Task inputs =>
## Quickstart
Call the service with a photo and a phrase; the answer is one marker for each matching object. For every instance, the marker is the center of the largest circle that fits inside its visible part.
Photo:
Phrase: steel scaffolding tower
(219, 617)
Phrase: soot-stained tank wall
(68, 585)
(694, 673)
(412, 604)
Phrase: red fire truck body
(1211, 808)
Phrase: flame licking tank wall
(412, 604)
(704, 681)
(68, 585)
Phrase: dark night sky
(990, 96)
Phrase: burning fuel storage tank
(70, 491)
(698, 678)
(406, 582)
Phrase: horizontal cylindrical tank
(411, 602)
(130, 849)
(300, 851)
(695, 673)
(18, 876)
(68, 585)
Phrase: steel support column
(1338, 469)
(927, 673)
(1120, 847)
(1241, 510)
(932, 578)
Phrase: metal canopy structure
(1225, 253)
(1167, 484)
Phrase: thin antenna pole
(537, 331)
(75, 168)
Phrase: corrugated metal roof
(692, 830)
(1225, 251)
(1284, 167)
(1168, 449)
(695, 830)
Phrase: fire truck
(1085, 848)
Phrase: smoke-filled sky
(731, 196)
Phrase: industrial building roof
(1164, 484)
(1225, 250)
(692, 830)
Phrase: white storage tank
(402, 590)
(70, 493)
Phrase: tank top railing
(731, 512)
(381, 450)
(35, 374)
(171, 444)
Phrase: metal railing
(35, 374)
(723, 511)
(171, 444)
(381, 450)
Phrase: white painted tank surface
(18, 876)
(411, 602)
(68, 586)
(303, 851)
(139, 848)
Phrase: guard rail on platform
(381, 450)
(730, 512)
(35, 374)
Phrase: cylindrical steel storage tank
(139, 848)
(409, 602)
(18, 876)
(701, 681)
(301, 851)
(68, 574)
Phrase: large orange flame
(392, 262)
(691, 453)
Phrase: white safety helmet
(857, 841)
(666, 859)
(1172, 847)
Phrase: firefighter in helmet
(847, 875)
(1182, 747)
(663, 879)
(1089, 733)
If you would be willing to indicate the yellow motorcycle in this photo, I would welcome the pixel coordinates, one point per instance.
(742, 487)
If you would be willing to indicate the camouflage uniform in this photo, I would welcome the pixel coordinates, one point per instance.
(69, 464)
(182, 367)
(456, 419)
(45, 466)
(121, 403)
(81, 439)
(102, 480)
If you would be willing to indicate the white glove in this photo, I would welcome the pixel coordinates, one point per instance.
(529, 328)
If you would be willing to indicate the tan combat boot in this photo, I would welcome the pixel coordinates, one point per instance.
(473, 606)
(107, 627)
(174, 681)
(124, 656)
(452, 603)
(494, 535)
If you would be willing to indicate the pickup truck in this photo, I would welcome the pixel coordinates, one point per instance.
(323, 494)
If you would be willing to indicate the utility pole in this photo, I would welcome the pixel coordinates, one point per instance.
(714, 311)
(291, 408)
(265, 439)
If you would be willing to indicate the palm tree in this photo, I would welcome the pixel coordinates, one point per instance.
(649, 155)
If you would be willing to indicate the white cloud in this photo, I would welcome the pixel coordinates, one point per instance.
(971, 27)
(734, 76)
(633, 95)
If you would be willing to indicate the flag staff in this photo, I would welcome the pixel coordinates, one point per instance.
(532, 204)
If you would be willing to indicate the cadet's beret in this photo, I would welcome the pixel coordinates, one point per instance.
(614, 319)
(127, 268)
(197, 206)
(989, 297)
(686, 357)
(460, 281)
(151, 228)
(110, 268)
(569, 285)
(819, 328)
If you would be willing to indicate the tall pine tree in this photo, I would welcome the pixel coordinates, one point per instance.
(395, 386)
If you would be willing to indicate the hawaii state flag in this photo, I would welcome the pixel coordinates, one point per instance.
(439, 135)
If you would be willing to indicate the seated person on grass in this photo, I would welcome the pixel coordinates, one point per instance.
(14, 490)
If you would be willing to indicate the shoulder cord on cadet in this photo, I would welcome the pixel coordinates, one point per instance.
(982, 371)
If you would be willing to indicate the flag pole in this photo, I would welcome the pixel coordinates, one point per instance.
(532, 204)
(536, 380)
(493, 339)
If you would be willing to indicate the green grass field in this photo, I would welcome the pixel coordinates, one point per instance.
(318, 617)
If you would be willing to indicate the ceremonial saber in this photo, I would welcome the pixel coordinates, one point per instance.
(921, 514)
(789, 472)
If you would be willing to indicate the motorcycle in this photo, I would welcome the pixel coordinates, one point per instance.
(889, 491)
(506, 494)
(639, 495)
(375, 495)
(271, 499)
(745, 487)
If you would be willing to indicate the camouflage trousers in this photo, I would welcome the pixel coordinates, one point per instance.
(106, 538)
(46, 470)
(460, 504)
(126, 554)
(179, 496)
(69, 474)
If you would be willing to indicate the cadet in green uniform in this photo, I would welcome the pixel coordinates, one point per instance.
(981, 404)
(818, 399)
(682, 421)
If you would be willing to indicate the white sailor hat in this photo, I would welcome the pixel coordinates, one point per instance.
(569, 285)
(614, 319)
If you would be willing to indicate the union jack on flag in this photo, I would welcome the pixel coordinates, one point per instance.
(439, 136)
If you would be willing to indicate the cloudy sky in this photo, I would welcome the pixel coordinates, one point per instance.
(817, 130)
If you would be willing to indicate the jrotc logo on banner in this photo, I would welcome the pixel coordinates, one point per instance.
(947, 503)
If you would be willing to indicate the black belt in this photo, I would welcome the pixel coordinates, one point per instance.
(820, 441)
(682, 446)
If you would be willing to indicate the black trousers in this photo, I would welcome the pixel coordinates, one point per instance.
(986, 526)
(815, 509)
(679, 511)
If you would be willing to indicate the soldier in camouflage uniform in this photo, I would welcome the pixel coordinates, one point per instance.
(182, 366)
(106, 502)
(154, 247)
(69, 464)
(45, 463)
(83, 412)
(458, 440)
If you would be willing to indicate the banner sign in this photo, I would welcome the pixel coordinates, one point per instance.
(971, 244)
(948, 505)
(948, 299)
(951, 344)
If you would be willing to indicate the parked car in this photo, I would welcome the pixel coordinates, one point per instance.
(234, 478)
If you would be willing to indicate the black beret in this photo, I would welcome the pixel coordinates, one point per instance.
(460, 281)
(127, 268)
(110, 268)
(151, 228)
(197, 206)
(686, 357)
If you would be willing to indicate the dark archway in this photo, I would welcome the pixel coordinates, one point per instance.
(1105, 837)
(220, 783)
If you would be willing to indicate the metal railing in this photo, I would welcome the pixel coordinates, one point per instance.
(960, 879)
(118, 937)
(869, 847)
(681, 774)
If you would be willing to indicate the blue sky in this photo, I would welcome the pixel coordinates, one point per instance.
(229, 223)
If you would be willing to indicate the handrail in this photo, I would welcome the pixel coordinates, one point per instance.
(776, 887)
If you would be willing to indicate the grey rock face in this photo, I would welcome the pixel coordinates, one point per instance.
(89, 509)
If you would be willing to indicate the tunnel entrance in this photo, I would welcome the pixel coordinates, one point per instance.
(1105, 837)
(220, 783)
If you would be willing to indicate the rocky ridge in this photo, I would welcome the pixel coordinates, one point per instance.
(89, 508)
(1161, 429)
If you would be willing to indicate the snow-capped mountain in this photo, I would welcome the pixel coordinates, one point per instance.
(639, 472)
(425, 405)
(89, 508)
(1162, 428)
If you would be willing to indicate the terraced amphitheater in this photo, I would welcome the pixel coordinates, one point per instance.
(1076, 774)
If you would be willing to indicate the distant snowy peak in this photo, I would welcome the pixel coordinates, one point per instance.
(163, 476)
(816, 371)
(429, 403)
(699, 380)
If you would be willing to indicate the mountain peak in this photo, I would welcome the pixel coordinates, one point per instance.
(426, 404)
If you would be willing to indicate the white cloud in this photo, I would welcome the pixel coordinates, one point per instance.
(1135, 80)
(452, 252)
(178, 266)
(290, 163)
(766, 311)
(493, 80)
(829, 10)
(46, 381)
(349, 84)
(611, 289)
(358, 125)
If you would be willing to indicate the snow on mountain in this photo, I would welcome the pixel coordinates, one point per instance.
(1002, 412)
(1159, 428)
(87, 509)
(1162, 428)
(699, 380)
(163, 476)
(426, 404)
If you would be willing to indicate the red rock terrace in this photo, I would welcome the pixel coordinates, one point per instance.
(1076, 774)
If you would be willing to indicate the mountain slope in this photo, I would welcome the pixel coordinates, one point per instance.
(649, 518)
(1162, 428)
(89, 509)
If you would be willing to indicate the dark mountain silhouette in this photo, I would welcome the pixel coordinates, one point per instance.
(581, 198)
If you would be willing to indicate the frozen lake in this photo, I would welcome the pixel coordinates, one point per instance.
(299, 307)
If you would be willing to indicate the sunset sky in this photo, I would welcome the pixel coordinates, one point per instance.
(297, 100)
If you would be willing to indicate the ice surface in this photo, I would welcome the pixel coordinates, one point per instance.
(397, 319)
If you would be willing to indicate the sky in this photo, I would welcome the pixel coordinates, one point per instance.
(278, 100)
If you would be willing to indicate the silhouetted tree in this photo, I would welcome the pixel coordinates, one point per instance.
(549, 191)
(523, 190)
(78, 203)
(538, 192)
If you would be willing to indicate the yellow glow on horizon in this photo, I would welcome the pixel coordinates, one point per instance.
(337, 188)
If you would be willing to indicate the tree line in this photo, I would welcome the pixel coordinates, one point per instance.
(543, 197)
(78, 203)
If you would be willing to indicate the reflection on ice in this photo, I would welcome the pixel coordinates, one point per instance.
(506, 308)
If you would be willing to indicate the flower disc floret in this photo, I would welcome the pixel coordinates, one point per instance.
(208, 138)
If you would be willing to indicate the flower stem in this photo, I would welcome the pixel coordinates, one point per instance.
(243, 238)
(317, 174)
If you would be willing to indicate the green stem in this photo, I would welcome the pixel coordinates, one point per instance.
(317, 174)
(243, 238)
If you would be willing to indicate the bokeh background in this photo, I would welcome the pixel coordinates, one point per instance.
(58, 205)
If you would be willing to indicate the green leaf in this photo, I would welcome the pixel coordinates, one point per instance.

Problem to work on => Could you give again, word for word, the line with "If you would be willing to indicate the tree" and all lines after it through the end of the data? Leave out everything else.

Solution to this exercise =>
If you would be willing to indicate the tree line in this photo, I would welcome the pixel coordinates, one point per instance.
(543, 197)
(78, 203)
If you would be willing to indicate the reflection on ice in this photo, I would welcome the pixel coordinates, one point per instance.
(506, 308)
If you would be willing to indicate the flower disc floret in this photo, I would welcome the pixel coordinates, one point per instance.
(208, 138)
If you would be willing to indicate the flower stem in this photo, I would welcome the pixel coordinates, one point per instance.
(243, 238)
(317, 174)
If you would be willing to indicate the green stem in this photo, I would welcome the pixel coordinates, one point per instance.
(317, 174)
(243, 238)
If you would be willing to indicate the bokeh background in this photo, I would welcome the pixel coordinates, one point per instance.
(58, 205)
If you would be willing to indicate the green leaf in this photo, I would welcome the pixel coordinates, one point per instance.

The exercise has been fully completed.